> **DOCUMENT SEGMENT**:
* * *

Yes and no.  There is a legal principle (in the US at least) that
copyright cannot restrict what license terms you use.  So if you want
a license which has legal wording somewhat similar to the GNU GPL, but
somewhat different, you can write one.

However, it shouldn't be similar to the GPL in other respects; only in
the actual legal wording that implements the desired effect.

    Is it allowed to say "copyright is GPL, except that you ...(additional
    clauses, for example the right to link with some commercial libraries)", when
    the GPL is included as a whole?

You can get that result, but not in precisely the way you have stated
it.  What you need to do is the following:

  You can distribute this program under the terms of the GNU General
  Public License...

  In addition, we give permission to link this file with
  other libraries under the following conditions...

But please think twice before you do this!  In some cases--such as,
when your program is a library--this will not do any great harm.  The
FSF has used this method with libgcc.a (part of GCC) and in Guile, for
example.

* * *

> **REQUIRED TASKS**:
a - Answer these questions about the passage on GPL license exceptions:
(i) What legal principle, in the US at least, does the passage say applies to copyright and license terms?
(ii) In what respect alone may a license written by someone else be similar to the GPL?
(iii) Where does the passage say the FSF has used the method of granting extra linking permission?
b - Carry on the passage about adding linking exceptions to the GNU GPL, beginning after its final sentence.

* * *

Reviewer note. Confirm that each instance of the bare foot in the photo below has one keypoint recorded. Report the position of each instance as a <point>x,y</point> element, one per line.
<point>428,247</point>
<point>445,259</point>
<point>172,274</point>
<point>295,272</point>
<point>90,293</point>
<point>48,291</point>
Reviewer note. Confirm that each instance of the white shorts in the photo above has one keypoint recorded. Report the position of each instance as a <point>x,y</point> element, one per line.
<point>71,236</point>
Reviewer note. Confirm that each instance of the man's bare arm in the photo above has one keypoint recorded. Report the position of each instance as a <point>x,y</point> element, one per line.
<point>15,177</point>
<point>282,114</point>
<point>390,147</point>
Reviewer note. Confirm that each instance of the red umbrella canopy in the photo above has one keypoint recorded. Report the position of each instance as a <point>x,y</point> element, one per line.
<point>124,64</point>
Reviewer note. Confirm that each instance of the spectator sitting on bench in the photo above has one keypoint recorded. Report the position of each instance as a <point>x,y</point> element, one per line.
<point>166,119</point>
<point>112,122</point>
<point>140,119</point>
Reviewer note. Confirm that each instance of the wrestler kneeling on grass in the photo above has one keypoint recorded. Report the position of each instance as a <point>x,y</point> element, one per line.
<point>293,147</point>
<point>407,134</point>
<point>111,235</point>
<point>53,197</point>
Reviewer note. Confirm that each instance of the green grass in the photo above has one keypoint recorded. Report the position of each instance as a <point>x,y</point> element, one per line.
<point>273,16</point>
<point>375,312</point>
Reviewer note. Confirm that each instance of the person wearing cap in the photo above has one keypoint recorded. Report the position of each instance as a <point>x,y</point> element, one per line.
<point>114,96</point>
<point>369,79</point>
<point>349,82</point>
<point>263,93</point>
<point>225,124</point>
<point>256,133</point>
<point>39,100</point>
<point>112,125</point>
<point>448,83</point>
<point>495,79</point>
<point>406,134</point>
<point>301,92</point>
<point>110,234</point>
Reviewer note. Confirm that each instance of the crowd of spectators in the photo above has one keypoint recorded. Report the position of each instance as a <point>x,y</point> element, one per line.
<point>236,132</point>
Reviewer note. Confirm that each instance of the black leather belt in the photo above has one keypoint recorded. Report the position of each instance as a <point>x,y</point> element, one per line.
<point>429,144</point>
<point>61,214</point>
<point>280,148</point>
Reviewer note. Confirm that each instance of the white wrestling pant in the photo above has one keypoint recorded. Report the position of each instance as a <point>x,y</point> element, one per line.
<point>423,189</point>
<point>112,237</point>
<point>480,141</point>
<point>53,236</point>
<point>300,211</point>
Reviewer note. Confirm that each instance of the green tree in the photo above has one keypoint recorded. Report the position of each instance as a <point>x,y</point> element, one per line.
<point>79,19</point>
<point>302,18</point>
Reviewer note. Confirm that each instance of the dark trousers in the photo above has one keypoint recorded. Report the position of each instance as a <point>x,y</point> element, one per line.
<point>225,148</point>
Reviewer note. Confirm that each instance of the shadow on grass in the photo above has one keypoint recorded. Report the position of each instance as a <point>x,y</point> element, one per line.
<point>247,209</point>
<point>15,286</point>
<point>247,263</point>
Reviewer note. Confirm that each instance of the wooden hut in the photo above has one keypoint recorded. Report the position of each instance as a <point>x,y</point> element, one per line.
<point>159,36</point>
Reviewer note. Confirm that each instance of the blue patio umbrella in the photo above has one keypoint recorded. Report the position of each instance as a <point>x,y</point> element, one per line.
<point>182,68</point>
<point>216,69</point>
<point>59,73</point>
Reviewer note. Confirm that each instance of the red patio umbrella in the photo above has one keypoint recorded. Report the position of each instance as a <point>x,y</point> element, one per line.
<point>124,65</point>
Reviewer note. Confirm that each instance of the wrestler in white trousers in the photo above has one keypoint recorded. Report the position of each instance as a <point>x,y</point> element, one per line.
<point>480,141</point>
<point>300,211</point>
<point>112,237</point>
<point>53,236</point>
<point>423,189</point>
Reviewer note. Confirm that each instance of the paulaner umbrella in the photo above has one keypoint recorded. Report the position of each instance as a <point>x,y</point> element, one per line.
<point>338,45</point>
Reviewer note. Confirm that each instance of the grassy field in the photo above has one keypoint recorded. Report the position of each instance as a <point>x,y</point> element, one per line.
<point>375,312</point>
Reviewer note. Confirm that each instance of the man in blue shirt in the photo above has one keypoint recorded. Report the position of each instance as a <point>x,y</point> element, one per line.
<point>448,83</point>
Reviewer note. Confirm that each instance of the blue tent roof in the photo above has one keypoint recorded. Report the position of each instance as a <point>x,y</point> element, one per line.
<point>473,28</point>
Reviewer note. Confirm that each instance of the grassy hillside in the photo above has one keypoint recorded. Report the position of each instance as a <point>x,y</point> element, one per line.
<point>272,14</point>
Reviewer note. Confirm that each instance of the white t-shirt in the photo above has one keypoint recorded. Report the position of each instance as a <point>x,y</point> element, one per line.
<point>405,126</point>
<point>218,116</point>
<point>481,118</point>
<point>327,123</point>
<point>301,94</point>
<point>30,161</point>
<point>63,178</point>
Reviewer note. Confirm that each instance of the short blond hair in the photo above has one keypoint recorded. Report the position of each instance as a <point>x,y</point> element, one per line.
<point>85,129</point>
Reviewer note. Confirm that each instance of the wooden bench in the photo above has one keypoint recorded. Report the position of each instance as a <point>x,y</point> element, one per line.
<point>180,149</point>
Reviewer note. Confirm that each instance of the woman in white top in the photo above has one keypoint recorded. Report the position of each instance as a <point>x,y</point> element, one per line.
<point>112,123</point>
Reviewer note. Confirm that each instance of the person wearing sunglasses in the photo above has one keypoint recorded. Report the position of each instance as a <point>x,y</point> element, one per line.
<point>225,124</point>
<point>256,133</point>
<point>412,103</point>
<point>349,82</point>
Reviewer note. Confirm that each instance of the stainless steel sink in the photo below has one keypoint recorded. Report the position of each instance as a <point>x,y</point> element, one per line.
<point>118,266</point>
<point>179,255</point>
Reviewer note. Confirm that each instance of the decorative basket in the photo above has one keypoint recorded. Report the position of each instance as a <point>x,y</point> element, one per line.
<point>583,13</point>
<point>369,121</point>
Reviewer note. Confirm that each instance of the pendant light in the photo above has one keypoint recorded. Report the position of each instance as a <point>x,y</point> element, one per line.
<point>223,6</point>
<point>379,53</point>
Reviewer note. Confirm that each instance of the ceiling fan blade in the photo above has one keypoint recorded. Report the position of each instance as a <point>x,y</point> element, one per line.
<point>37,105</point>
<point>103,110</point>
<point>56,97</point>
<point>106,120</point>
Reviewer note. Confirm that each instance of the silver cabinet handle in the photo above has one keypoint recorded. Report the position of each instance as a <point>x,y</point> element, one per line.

* * *

> **OUTPUTS BY TASK**:
a -
(i) Copyright cannot restrict what license terms you use.
(ii) Only in the actual legal wording that implements the desired effect.
(iii) In libgcc.a (part of GCC) and in Guile.

b -
But if you do this for an application program, and if your program
needs a non-free library in order to function, then it will suffer the
KDE problem--it will be off limits to free operating systems because
we cannot include the non-free library in them.

If you decide at the outset not to use the non-free library, that may
take some extra work--but the result will be a program we can use!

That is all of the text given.